Work instructions: Rewrite the stretch of the listing from the line containing "Objective — drop one pin on each instance of the second" through the end of the listing, keeping every line, including each instruction line, as it stands. Add 119 to every x and y value in the answer coordinates only, leaving the sample coordinates inside the instruction lines unchanged.

--- START OF Dataset content ---

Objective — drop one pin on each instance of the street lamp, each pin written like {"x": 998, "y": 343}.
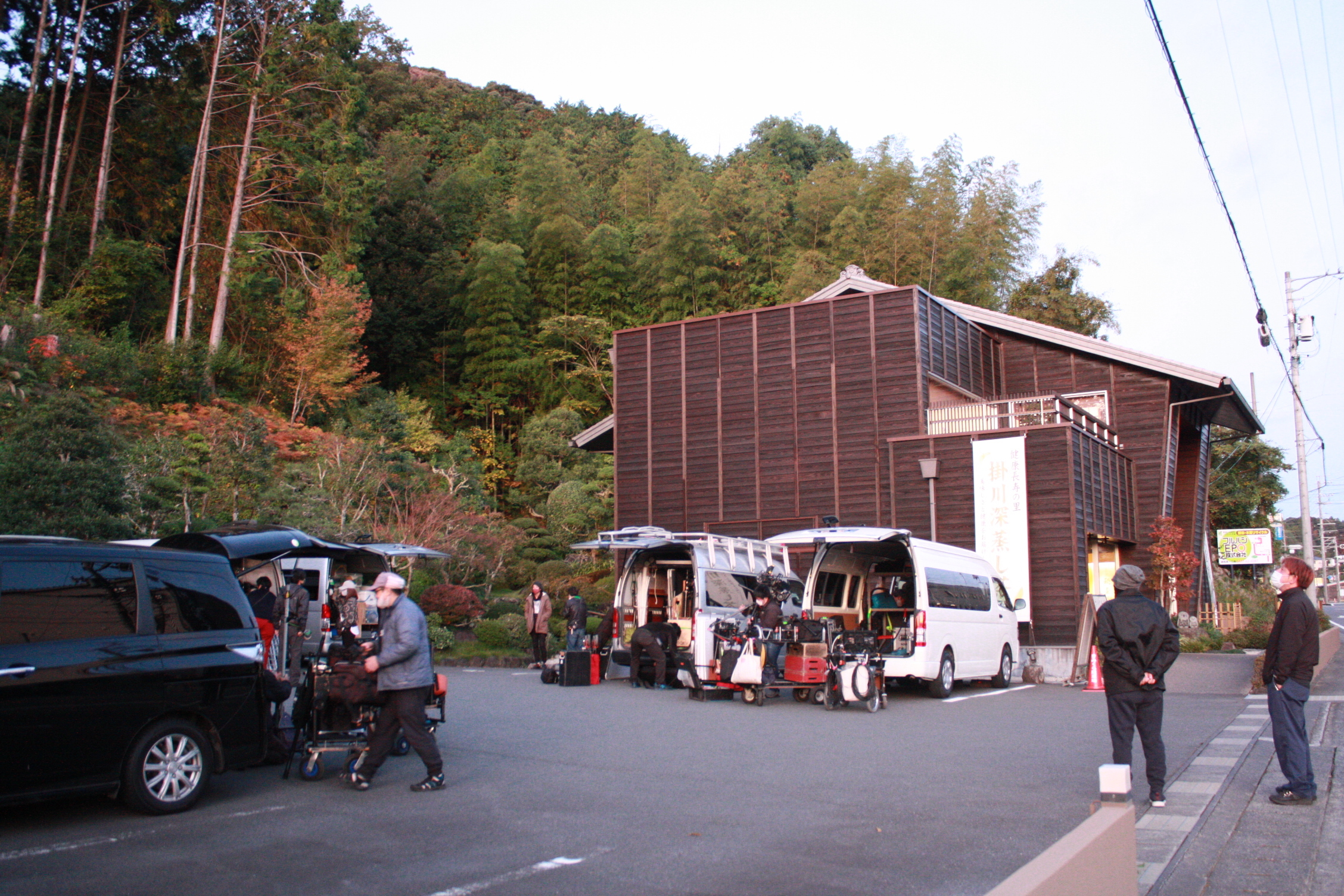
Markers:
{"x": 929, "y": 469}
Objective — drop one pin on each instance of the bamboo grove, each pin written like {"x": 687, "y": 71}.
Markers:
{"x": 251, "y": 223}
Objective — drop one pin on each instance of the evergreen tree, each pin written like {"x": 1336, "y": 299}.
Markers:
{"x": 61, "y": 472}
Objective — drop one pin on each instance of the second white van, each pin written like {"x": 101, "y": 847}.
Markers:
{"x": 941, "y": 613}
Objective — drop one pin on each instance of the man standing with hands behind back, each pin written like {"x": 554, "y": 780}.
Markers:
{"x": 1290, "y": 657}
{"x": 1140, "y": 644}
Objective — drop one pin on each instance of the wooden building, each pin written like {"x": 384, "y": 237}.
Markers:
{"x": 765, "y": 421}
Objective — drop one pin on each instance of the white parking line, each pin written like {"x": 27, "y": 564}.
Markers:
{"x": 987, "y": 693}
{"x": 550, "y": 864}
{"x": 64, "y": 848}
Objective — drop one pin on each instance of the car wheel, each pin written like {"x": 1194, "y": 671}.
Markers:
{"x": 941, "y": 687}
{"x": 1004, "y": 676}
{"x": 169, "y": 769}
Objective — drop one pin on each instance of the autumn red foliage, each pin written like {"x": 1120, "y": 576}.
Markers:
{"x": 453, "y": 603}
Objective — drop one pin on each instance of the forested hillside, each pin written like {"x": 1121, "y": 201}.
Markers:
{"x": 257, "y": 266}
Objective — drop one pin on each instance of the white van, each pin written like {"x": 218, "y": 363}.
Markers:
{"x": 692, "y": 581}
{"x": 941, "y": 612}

--- END OF Dataset content ---

Task response:
Objective — drop one pin on each instance of the second white van, each pin written like {"x": 101, "y": 847}.
Markers:
{"x": 1060, "y": 732}
Objective — drop one pin on each instance of the man standing with hands behind back, each pin written like {"x": 554, "y": 780}.
Markers:
{"x": 1409, "y": 776}
{"x": 1259, "y": 763}
Objective — drop one pin on each instance of the wooden building, each pin written like {"x": 384, "y": 237}.
Markers:
{"x": 884, "y": 540}
Objective — drop one pin on each instance of the white parking line, each pin written like {"x": 27, "y": 564}.
Markers:
{"x": 1106, "y": 812}
{"x": 669, "y": 983}
{"x": 183, "y": 967}
Objective — drop one pin on each instance of the car wheel, each pin written like {"x": 1194, "y": 671}.
Markers:
{"x": 1060, "y": 806}
{"x": 1123, "y": 795}
{"x": 288, "y": 888}
Objective — drop one pin on each instance of the autumn red foliage, each pin written like {"x": 1120, "y": 576}.
Markers:
{"x": 572, "y": 722}
Objective — drop one pin on each instance of the forested hillside, each pin written like {"x": 1121, "y": 201}.
Markers:
{"x": 376, "y": 385}
Objective — drop one pin on each instance of the white van, each pin written like {"x": 218, "y": 363}.
Markers:
{"x": 811, "y": 700}
{"x": 1060, "y": 731}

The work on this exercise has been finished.